#### GIVEN PROBLEM:
Each line from the one that contains "the woman's right" to the end of the material must be quoted exactly; include both end lines and nothing else.

#### DATASET CONTENT:
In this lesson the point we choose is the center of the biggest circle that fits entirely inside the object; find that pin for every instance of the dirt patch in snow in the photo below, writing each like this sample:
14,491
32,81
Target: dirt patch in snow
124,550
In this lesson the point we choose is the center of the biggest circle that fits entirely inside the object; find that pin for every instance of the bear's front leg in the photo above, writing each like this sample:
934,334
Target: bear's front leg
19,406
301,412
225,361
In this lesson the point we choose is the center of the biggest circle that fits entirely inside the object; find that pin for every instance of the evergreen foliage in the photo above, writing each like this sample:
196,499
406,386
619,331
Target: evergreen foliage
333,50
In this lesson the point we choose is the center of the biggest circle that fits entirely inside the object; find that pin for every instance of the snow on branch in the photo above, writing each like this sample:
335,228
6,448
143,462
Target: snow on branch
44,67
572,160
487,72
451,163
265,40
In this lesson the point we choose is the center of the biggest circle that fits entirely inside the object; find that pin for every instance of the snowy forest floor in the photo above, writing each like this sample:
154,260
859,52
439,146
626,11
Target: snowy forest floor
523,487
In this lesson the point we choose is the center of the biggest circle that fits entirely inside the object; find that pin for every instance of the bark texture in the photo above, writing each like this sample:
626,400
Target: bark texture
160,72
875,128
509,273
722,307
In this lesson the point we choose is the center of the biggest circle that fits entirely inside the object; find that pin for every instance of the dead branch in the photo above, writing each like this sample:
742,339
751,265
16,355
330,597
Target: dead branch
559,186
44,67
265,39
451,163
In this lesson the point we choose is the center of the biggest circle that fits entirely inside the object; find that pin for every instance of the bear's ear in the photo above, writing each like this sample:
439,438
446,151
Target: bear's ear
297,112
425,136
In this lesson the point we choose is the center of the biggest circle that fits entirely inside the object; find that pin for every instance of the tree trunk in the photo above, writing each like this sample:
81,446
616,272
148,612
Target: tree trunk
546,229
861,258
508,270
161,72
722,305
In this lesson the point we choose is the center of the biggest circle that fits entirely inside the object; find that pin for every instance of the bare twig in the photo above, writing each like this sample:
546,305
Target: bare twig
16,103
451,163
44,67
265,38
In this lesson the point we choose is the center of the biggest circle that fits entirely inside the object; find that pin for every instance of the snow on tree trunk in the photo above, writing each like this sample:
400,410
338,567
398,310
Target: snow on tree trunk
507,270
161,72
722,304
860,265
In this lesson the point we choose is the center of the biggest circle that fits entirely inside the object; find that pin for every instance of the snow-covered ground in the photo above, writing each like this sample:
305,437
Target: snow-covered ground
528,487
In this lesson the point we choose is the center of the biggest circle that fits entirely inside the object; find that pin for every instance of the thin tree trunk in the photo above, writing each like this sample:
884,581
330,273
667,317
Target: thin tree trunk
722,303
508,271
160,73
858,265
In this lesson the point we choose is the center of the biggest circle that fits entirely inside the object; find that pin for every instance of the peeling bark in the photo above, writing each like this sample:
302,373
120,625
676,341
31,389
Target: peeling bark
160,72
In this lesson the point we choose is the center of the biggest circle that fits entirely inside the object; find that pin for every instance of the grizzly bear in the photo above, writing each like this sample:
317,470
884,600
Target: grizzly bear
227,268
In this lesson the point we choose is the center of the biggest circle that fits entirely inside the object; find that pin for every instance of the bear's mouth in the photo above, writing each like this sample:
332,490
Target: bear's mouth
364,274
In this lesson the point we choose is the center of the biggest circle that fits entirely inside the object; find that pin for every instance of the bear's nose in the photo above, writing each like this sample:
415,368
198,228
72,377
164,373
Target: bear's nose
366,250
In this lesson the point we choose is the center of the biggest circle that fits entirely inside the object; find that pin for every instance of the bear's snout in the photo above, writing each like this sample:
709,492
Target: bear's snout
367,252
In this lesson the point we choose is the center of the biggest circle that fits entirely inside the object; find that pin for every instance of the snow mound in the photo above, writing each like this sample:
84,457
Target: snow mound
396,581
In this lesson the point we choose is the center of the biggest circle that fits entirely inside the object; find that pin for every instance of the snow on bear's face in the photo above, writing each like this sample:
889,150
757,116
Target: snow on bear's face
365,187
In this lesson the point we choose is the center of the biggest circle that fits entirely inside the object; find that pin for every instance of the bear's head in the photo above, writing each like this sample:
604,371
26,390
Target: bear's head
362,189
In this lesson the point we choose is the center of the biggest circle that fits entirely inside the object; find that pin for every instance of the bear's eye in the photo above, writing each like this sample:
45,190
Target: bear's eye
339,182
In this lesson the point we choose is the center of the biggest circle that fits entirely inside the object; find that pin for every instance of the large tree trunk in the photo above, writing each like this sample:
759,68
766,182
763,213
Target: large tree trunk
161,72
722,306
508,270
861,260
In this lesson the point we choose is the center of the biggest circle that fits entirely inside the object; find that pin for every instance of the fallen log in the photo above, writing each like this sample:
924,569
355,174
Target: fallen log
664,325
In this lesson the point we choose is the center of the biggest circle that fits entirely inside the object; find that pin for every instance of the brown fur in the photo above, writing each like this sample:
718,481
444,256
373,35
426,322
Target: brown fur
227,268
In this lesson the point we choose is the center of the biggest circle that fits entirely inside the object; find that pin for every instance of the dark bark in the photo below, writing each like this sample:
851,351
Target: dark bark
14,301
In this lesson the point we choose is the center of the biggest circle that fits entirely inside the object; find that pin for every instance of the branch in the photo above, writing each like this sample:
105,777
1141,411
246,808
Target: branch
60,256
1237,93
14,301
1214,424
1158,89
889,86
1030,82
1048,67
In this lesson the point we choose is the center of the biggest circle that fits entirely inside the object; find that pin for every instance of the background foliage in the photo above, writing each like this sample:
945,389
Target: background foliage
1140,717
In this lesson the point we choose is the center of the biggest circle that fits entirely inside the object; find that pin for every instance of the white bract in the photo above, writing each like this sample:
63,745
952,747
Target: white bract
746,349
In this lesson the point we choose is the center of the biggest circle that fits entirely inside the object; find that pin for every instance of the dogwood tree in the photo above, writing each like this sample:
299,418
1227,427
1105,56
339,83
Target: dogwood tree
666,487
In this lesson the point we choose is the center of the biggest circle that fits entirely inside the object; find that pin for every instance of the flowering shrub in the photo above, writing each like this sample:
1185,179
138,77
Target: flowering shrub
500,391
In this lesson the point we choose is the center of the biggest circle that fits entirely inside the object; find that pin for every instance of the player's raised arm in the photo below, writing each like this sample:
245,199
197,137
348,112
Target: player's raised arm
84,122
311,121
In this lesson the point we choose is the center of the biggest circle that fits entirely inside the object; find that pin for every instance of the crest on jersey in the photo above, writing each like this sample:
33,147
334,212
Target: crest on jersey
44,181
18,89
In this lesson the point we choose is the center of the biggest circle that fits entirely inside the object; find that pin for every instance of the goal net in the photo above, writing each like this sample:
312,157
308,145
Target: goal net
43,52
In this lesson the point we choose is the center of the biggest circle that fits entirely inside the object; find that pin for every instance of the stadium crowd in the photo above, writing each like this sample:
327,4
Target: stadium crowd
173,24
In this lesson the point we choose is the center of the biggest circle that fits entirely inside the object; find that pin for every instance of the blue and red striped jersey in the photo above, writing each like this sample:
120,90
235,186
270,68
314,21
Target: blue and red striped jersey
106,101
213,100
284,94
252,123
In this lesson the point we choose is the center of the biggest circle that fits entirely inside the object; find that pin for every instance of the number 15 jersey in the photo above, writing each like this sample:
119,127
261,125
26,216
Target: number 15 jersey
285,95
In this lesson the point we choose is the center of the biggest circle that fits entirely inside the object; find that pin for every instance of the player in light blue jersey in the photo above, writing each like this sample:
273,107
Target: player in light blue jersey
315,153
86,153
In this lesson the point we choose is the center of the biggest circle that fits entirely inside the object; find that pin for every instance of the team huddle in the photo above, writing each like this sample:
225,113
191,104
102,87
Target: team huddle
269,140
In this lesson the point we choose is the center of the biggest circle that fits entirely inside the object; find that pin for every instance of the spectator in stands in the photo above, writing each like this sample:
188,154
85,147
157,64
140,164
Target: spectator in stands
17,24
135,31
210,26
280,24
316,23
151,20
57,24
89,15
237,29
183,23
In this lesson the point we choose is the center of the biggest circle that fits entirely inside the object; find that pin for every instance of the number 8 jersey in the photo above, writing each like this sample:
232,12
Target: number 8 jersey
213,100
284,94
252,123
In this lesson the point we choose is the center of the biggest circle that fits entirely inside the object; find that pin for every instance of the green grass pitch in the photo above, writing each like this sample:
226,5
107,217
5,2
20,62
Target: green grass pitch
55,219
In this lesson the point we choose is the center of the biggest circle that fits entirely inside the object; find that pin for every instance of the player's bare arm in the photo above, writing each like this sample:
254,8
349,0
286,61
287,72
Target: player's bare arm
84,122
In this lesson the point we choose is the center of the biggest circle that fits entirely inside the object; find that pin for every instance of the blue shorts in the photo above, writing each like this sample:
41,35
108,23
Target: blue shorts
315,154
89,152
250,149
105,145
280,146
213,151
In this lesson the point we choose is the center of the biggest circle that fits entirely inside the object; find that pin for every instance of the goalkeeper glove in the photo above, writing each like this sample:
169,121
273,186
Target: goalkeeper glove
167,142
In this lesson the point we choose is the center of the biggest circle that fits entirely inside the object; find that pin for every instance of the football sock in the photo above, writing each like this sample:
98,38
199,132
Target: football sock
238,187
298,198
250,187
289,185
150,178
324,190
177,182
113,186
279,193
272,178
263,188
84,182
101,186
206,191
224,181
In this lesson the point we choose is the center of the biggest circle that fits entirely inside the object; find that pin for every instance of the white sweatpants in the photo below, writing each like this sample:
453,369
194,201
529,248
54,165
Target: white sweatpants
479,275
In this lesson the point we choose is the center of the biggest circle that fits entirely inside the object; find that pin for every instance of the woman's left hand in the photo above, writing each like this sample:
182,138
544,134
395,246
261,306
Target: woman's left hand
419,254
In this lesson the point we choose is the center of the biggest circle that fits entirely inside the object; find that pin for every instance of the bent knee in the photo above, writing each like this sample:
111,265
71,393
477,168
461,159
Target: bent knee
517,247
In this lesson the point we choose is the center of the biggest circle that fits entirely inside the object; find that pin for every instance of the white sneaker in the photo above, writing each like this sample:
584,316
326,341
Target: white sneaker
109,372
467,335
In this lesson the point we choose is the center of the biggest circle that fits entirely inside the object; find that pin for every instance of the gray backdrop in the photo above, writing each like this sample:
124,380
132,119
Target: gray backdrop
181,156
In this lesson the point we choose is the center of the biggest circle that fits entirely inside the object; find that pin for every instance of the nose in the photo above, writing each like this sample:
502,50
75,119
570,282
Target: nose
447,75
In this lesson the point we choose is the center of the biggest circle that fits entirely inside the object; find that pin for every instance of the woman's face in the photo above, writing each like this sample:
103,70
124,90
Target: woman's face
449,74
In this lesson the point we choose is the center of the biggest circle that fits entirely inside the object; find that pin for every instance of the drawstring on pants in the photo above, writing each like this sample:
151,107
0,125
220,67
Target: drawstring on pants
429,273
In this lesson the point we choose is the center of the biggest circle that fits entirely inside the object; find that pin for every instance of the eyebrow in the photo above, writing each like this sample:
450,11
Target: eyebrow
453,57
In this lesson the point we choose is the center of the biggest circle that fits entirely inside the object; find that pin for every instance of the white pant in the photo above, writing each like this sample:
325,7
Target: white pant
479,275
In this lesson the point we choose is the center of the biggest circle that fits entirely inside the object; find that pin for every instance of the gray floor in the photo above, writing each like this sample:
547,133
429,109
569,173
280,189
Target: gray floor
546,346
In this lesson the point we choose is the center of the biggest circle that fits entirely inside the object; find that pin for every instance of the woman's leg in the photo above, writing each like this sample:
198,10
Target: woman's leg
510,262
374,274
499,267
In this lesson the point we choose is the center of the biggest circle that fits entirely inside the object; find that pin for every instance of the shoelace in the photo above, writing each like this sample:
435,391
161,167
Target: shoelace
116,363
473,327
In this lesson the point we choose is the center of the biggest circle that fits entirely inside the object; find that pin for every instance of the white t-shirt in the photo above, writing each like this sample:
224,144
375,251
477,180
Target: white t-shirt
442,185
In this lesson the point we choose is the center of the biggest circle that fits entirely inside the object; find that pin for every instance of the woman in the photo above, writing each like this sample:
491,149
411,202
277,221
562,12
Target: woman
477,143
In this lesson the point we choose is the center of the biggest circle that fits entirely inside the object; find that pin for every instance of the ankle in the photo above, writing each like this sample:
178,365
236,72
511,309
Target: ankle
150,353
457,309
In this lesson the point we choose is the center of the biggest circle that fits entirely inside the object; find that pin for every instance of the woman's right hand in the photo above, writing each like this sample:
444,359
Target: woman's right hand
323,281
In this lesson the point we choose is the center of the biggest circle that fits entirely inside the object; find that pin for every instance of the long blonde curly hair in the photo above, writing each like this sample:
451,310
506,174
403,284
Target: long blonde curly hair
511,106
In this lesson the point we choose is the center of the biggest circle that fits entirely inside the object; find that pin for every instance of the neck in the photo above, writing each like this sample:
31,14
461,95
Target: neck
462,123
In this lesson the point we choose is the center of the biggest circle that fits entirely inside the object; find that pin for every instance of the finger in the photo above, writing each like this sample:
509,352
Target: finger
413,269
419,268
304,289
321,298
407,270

#### REPLY:
In this lesson the point we choose is the center of the biggest circle that fits entirely inside the object; find that pin for every instance of the woman's right hand in the photo above, writing each like this sample:
444,359
Target: woman's right hand
323,281
In this lesson the point we choose is the center of the biggest circle that fits entirely inside the object; find that pin for every instance of the long blonde curly hair in the photo above, writing each like this sample:
451,310
506,174
403,284
Target: long blonde curly hair
511,106
In this lesson the point we choose is the center of the biggest circle that fits entirely inside the object; find that pin for every instance of the neck in the photo above, writing each like this sample:
31,14
461,95
Target: neck
462,123
In this lesson the point we choose is the center of the biggest circle that fits entirely inside the object; find that pin for every instance of the finger in the photo above, writing each like this sample:
509,352
Target: finger
413,269
419,268
304,289
321,298
407,270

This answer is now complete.